## [Problem 1]
Print everything in the Lenten blog post below from "http://www.edgeofenclosure.org" down to "dose of desert.".
## [Problem 2]
Answer these questions on the Lenten blog post below:
(a) Whose quote inspired the post?
(b) For how many years did the people of Israel sojourn in the desert?
(c) What does the writer usually say aloud when ending meditation?

## [Supplied text]
Archive for the ‘prayer’ Category

Whore of the Mundane (2)

February 11, 2013

Please See
Soulwork Toward Sunday: self-guided retreat
Lent 1 (year C), February 17, 2012
“until an opportune time”
http://www.edgeofenclosure.org

 The following is the blog for Lent 1 re-posted from last year.  It’s inspired by a quote from Karl Rahner which can be found below.

It’s a good thing that in meditation it’s important to gently bring yourself back to the Beloved, “without judgment or recrimination.” For one as passionate as I think I am, the humbling fact that the time I set aside solely for Divine Love fills up with mundane trivialities, makes me laugh at myself day after day. I usually end meditation with another cluster of laughs, saying aloud, “I REALLY DO love you, you know!”

David Roberts, St. Katherine's from the plain, detail

David Roberts, St. Katherine’s from the plain, detail

So goes my daily dose of desert.

After escaping from Egypt and before entering the land of their ancestors, the people of Israel sojourned in the desert for forty years. Here, once again, they became God’s people. Centuries later, Israel looked back at that time poetically as a honeymoon:

Therefore, behold, I will allure her, and bring her into the wilderness, and speak tenderly to her. … And there she hall answer as in the days of her youth, as at the time when she came out of the land of Egypt. And in that day, says the Lord, you will call me ‘My husband.’ …And I will betroth you to me for ever; I will betroth you to me in righteousness and in justice, in steadfast love, and in mercy. I will betroth you to me in faithfulness; and you shall know the Lord. Hosea2:14, 15b-16a, 19-20

I’m like Hosea’s prostitute wife, Gomer, in my meditation. From time to time it’s interesting to watch the sort of thoughts I try to let go of. All of them trivial, silly, non-sequiturs. Not even a profound idea here or a poetic phrase there that I’d want to cling to if one should come up. I’m a whore to the mundane. Nevertheless, may God reckon my distractions to me as righteousness!

It’s comforting to read the book of Exodus. The forty years in the wilderness was anything but a honeymoon. But I know from decades of serious praying that the experience of Presence is often perceived in retrospect and not in the moment. Perhaps, someday, I’ll look upon this Lent as a turning point; an intimate dedication to “the one thing necessary.” In the meantime, I’ll keep praying, meditation, and probably laughing.

## [Information given]
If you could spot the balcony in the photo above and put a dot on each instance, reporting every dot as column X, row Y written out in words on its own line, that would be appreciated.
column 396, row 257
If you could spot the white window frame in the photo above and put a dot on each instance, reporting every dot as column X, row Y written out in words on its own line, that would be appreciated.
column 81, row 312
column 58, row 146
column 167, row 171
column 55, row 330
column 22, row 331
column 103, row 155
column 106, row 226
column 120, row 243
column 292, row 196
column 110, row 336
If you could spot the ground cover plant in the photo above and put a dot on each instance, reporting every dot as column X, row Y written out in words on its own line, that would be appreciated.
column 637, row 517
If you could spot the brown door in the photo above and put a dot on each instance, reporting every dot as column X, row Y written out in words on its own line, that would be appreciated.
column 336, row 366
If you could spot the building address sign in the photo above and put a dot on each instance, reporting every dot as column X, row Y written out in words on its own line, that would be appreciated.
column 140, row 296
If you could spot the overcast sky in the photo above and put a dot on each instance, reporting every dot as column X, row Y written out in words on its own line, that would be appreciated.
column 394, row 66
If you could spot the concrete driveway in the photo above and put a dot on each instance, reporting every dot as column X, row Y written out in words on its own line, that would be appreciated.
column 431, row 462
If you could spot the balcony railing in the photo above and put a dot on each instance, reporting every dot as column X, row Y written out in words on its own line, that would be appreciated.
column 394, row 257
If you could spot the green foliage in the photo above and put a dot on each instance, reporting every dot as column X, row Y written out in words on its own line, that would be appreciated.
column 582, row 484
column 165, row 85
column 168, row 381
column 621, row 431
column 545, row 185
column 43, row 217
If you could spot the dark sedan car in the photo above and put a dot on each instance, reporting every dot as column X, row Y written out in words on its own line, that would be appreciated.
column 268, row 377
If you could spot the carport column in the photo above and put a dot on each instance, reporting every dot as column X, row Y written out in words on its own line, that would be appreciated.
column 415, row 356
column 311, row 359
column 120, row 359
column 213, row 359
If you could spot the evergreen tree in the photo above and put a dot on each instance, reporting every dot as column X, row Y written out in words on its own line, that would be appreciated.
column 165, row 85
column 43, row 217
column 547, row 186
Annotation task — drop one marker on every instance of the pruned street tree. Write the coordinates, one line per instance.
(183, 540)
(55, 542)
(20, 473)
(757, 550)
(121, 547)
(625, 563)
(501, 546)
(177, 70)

## [Result 1]
http://www.edgeofenclosure.org

 The following is the blog for Lent 1 re-posted from last year.  It’s inspired by a quote from Karl Rahner which can be found below.

It’s a good thing that in meditation it’s important to gently bring yourself back to the Beloved, “without judgment or recrimination.” For one as passionate as I think I am, the humbling fact that the time I set aside solely for Divine Love fills up with mundane trivialities, makes me laugh at myself day after day. I usually end meditation with another cluster of laughs, saying aloud, “I REALLY DO love you, you know!”

David Roberts, St. Katherine's from the plain, detail

David Roberts, St. Katherine’s from the plain, detail

So goes my daily dose of desert.

## [Result 2]
(a) Karl Rahner
(b) Forty years
(c) "I REALLY DO love you, you know!"